* WHAT IS ASKED *
Arrange the material below as a JSON list of strings, with one string for each line and no entries for blank lines.

* RECORD LIST *

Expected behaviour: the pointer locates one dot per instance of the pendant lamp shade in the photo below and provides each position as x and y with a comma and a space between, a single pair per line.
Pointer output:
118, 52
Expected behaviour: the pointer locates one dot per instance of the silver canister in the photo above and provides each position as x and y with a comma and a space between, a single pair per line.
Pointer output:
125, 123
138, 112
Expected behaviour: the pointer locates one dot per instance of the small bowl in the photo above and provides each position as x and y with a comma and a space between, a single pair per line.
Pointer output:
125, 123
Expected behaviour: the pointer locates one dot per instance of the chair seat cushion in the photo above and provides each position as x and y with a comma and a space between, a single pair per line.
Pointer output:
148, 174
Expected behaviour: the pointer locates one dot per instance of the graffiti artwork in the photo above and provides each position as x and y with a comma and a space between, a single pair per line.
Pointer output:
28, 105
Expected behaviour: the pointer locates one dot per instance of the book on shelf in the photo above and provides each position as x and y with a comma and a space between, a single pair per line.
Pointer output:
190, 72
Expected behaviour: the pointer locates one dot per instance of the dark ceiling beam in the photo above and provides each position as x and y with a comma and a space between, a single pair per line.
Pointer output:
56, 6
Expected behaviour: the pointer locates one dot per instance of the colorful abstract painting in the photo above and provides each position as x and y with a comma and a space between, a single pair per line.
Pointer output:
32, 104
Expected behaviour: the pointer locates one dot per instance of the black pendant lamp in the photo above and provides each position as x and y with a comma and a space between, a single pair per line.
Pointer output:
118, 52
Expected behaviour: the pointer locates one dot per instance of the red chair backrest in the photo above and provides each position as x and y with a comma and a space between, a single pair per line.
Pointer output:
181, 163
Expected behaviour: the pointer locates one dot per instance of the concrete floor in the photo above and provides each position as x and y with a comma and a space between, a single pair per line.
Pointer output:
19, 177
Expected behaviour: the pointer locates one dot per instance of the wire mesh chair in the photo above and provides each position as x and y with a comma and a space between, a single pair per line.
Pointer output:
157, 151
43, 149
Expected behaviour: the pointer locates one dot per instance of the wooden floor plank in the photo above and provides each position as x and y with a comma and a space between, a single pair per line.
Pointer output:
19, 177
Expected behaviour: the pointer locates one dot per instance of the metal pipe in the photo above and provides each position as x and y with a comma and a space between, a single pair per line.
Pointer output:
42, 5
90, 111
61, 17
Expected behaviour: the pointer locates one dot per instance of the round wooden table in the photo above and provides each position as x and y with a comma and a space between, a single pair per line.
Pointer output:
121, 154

* FULL OUTPUT *
[
  "Expected behaviour: the pointer locates one dot per instance of the pendant lamp shade in the photo below and provides each position as x and y with a comma and a space between, a single pair per line.",
  "Pointer output:",
  "118, 52",
  "Expected behaviour: the pointer locates one dot per instance of the silver canister in the photo above and provides each position as x and y with a comma and a space between, a single pair per line.",
  "Pointer output:",
  "125, 123",
  "138, 112",
  "Expected behaviour: the pointer locates one dot per instance of the small bowl in the photo above and provides each position as x and y with a comma and a space between, a single pair per line.",
  "Pointer output:",
  "125, 123",
  "Expected behaviour: the pointer locates one dot per instance of the chair seat cushion in the photo above and provides each position as x and y with a comma and a space between, a single pair per line.",
  "Pointer output:",
  "148, 174",
  "Expected behaviour: the pointer locates one dot per instance of the graffiti artwork in the photo above and provides each position as x and y with a comma and a space between, a single pair per line.",
  "Pointer output:",
  "28, 105",
  "Expected behaviour: the pointer locates one dot per instance of the book on shelf in the photo above and provides each position as x and y with a comma and a space between, a single pair per line.",
  "Pointer output:",
  "190, 72",
  "Expected behaviour: the pointer locates one dot per instance of the dark ceiling beam in the photo above and provides each position as x and y with a comma and a space between, a single pair per line.",
  "Pointer output:",
  "56, 6",
  "Expected behaviour: the pointer locates one dot per instance of the colorful abstract painting in the photo above and provides each position as x and y with a comma and a space between, a single pair per line.",
  "Pointer output:",
  "32, 104",
  "Expected behaviour: the pointer locates one dot per instance of the black pendant lamp in the photo above and provides each position as x and y with a comma and a space between, a single pair per line.",
  "Pointer output:",
  "118, 52",
  "Expected behaviour: the pointer locates one dot per instance of the red chair backrest in the photo above and provides each position as x and y with a comma and a space between, a single pair per line.",
  "Pointer output:",
  "181, 163",
  "Expected behaviour: the pointer locates one dot per instance of the concrete floor in the photo above and provides each position as x and y with a comma and a space between, a single pair per line.",
  "Pointer output:",
  "19, 177",
  "Expected behaviour: the pointer locates one dot per instance of the wire mesh chair in the photo above and provides each position as x and y with a comma and a space between, a single pair per line.",
  "Pointer output:",
  "157, 151",
  "43, 149",
  "Expected behaviour: the pointer locates one dot per instance of the wooden floor plank in the photo above and provides each position as x and y with a comma and a space between, a single pair per line.",
  "Pointer output:",
  "19, 177",
  "Expected behaviour: the pointer locates one dot per instance of the metal pipe in the photo above and provides each position as x and y with a comma and a space between, a single pair per line.",
  "Pointer output:",
  "42, 5",
  "90, 111",
  "61, 17",
  "Expected behaviour: the pointer locates one dot per instance of the round wooden table in the photo above and provides each position as x and y with a comma and a space between, a single pair per line.",
  "Pointer output:",
  "121, 154"
]